BEGIN Data in this exercise

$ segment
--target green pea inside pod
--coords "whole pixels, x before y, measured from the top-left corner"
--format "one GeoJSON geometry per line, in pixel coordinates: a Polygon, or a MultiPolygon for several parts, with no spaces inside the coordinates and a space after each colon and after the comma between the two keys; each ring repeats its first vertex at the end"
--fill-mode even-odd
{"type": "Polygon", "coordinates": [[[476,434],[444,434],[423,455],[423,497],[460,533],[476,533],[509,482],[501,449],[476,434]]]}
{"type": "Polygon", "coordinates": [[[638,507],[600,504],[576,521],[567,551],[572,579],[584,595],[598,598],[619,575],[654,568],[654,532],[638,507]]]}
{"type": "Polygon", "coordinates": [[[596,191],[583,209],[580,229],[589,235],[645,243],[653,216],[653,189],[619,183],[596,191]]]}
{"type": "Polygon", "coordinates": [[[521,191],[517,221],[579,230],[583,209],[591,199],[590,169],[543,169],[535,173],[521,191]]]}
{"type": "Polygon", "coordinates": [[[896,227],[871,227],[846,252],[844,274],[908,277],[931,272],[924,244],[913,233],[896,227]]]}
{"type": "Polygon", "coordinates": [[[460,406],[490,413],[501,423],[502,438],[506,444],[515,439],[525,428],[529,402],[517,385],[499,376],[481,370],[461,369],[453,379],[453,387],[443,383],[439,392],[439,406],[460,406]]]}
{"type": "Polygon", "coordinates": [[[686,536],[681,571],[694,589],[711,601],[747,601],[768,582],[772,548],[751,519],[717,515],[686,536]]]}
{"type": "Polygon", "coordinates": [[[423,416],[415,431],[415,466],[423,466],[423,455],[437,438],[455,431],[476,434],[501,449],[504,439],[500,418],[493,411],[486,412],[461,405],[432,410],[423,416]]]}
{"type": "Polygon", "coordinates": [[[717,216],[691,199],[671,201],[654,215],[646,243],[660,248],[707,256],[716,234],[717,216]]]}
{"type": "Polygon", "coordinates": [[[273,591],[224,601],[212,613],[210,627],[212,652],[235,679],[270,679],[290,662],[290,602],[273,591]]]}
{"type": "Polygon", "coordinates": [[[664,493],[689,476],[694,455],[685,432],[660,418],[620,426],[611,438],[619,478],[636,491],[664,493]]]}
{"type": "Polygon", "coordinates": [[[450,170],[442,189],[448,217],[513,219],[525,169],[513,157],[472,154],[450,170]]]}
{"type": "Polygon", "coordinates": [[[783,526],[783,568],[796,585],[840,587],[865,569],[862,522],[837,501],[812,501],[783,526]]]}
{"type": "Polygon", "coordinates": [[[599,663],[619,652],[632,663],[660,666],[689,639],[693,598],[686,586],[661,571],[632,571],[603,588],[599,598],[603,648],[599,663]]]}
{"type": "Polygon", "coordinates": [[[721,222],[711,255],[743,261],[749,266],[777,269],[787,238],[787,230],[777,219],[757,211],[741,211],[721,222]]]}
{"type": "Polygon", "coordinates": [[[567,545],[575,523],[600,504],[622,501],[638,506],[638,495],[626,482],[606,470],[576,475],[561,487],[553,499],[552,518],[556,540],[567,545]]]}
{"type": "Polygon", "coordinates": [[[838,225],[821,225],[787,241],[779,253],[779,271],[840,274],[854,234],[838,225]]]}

END Data in this exercise

[Task to carry out]: Transcribe every line of the entries above, character for character.

[Response below]:
$ segment
--target green pea inside pod
--coords "whole pixels, x before y, measured from the top-left corner"
--format "one GeoJSON geometry per line, in pixel coordinates: a Polygon, or a MultiPolygon for several parts, with no spaces inside the coordinates and a space after each colon and after the comma between the two keys; each ring repeats its first vertex at the end"
--fill-mode even-odd
{"type": "Polygon", "coordinates": [[[476,434],[444,434],[423,455],[423,497],[460,533],[476,533],[509,482],[501,449],[476,434]]]}
{"type": "Polygon", "coordinates": [[[638,507],[600,504],[576,521],[567,551],[572,579],[584,595],[598,598],[619,575],[654,568],[654,532],[638,507]]]}
{"type": "Polygon", "coordinates": [[[596,191],[583,209],[580,229],[589,235],[645,243],[653,216],[653,189],[619,183],[596,191]]]}
{"type": "Polygon", "coordinates": [[[521,191],[517,221],[579,230],[583,209],[591,199],[590,169],[543,169],[535,173],[521,191]]]}
{"type": "Polygon", "coordinates": [[[896,227],[871,227],[846,252],[844,274],[908,277],[931,272],[924,244],[913,233],[896,227]]]}
{"type": "Polygon", "coordinates": [[[460,406],[490,413],[501,423],[502,438],[506,444],[515,439],[525,428],[529,402],[517,385],[499,376],[481,370],[461,369],[453,379],[453,387],[443,383],[439,392],[439,406],[460,406]]]}
{"type": "Polygon", "coordinates": [[[686,536],[681,571],[694,589],[711,601],[747,601],[768,582],[772,548],[751,519],[717,515],[686,536]]]}
{"type": "Polygon", "coordinates": [[[423,416],[415,431],[415,466],[423,466],[423,455],[437,438],[455,431],[476,434],[501,449],[504,439],[500,418],[493,411],[486,412],[461,405],[432,410],[423,416]]]}
{"type": "Polygon", "coordinates": [[[717,216],[691,199],[671,201],[654,215],[646,243],[660,248],[707,256],[716,234],[717,216]]]}
{"type": "Polygon", "coordinates": [[[273,591],[224,601],[212,613],[210,627],[212,652],[235,679],[270,679],[290,662],[290,602],[273,591]]]}
{"type": "Polygon", "coordinates": [[[664,493],[689,476],[694,455],[685,432],[660,418],[620,426],[611,438],[619,478],[636,491],[664,493]]]}
{"type": "Polygon", "coordinates": [[[450,170],[442,189],[448,217],[513,219],[525,169],[513,157],[472,154],[450,170]]]}
{"type": "Polygon", "coordinates": [[[783,526],[783,568],[796,585],[840,587],[865,569],[862,522],[837,501],[812,501],[783,526]]]}
{"type": "Polygon", "coordinates": [[[599,663],[619,652],[632,663],[660,666],[689,639],[693,598],[686,586],[661,571],[632,571],[603,588],[599,598],[603,648],[599,663]]]}
{"type": "Polygon", "coordinates": [[[721,222],[711,255],[743,261],[749,266],[777,269],[787,238],[787,230],[777,219],[757,211],[741,211],[721,222]]]}
{"type": "Polygon", "coordinates": [[[567,545],[575,523],[600,504],[622,501],[638,506],[638,495],[626,482],[606,470],[576,475],[561,487],[553,499],[552,518],[556,540],[567,545]]]}
{"type": "Polygon", "coordinates": [[[838,225],[821,225],[787,241],[779,253],[779,271],[840,274],[854,234],[838,225]]]}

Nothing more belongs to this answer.